▶ _DATA IN THIS EXERCISE_:
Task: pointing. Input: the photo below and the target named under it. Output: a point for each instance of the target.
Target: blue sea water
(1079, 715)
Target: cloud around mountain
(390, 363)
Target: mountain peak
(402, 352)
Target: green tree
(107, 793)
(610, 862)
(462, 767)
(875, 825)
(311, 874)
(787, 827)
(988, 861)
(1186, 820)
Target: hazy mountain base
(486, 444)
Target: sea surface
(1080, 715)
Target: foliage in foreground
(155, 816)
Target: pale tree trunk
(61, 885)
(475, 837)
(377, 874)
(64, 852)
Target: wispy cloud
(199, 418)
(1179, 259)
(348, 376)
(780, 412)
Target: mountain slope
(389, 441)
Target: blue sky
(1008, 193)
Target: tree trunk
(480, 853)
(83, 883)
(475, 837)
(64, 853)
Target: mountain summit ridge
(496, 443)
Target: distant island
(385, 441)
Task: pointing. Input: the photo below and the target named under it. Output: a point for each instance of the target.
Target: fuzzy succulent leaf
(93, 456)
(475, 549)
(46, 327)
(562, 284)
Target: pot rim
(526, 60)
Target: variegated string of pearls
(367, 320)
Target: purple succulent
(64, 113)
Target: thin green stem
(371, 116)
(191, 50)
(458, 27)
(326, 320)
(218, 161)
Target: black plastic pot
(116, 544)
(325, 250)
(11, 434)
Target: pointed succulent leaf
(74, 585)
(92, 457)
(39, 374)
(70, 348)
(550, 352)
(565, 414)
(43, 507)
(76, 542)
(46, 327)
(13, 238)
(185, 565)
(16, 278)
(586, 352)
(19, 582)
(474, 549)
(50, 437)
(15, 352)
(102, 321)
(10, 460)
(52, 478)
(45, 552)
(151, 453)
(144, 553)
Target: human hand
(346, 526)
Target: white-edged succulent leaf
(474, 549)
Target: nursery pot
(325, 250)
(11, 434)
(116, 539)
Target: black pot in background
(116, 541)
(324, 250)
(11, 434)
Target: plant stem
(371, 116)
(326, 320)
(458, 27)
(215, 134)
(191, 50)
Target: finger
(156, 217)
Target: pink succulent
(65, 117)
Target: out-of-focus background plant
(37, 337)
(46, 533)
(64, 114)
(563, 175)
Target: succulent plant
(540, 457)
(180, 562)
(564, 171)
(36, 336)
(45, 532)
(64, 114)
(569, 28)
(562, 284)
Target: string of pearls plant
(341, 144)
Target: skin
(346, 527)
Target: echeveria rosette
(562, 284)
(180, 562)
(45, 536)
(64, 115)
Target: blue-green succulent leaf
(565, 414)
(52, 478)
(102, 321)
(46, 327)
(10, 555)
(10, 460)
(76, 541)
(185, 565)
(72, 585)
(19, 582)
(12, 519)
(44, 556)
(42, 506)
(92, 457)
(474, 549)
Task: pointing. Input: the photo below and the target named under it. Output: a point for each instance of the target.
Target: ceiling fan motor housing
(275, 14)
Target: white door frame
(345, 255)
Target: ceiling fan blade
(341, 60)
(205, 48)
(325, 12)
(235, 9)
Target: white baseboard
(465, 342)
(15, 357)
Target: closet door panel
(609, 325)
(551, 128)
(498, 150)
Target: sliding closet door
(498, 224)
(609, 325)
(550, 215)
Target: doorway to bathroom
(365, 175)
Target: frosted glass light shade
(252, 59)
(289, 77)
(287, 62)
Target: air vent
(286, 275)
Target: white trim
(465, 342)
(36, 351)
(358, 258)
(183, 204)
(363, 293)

▶ _WORK REQUIRED_: Return the whole listing exactly, with every line included.

▶ _TASK ANSWER_:
Task: pointing. Input: the photo below and the target named under it. Output: a point for each instance of the target.
Target: blue sea water
(1079, 715)
Target: cloud around mountain
(390, 363)
Target: mountain peak
(402, 352)
Target: green tree
(107, 793)
(610, 862)
(462, 767)
(875, 825)
(311, 874)
(787, 827)
(988, 861)
(1186, 820)
Target: hazy mountain base
(486, 444)
Target: sea surface
(1080, 715)
Target: foliage in foreground
(155, 816)
Target: pale tree trunk
(61, 885)
(475, 837)
(377, 874)
(64, 852)
Target: wispy cloud
(199, 418)
(1179, 259)
(348, 376)
(780, 412)
Target: mountain slope
(389, 441)
Target: blue sky
(1008, 193)
Target: tree trunk
(480, 853)
(83, 883)
(475, 837)
(64, 853)
Target: mountain summit ridge
(496, 443)
Target: distant island
(385, 441)
Task: pointing. Input: the photo below and the target named under it. Output: a point for each instance of the target.
Target: fuzzy succulent leaf
(93, 456)
(475, 549)
(46, 327)
(562, 284)
Target: pot rim
(526, 60)
Target: variegated string of pearls
(367, 320)
Target: purple succulent
(64, 113)
Target: thin green stem
(371, 116)
(191, 50)
(458, 27)
(326, 320)
(218, 161)
Target: black plastic pot
(116, 544)
(325, 250)
(11, 434)
Target: pointed succulent leaf
(74, 585)
(92, 457)
(39, 374)
(70, 348)
(550, 352)
(565, 414)
(43, 507)
(76, 542)
(46, 327)
(13, 238)
(185, 565)
(16, 278)
(586, 352)
(19, 582)
(474, 549)
(50, 437)
(15, 352)
(102, 321)
(10, 460)
(52, 478)
(45, 552)
(151, 453)
(144, 553)
Target: human hand
(346, 526)
Target: white-edged succulent leaf
(474, 549)
Target: nursery pot
(325, 250)
(11, 434)
(116, 539)
Target: black pot in background
(116, 541)
(324, 250)
(11, 434)
Target: plant stem
(371, 116)
(326, 320)
(458, 27)
(215, 134)
(191, 50)
Target: finger
(156, 217)
Target: pink succulent
(65, 117)
Target: out-of-focus background plant
(37, 337)
(46, 533)
(64, 114)
(563, 175)
Target: succulent plant
(540, 457)
(180, 562)
(564, 171)
(36, 336)
(45, 532)
(64, 114)
(569, 28)
(562, 284)
Target: string of pearls plant
(341, 144)
Target: skin
(346, 527)
Target: echeveria rosette
(562, 284)
(180, 562)
(45, 536)
(64, 115)
Target: blue-green succulent leaf
(565, 414)
(52, 478)
(102, 321)
(46, 327)
(10, 555)
(10, 460)
(76, 541)
(185, 565)
(72, 585)
(19, 582)
(12, 519)
(44, 556)
(42, 506)
(92, 457)
(474, 549)
Task: pointing. Input: the photo below and the target named under it. Output: a point for each instance of the target.
Target: ceiling fan motor housing
(275, 14)
Target: white door frame
(345, 255)
Target: ceiling fan blade
(341, 60)
(205, 48)
(325, 12)
(235, 9)
Target: white baseboard
(465, 342)
(15, 357)
Target: closet door panel
(609, 325)
(551, 128)
(498, 150)
Target: sliding closet door
(498, 224)
(609, 325)
(550, 215)
Target: doorway to bathroom
(365, 175)
Target: frosted glass light shade
(252, 59)
(289, 77)
(287, 62)
Target: air vent
(286, 275)
Target: white trim
(465, 342)
(36, 351)
(358, 258)
(183, 204)
(363, 293)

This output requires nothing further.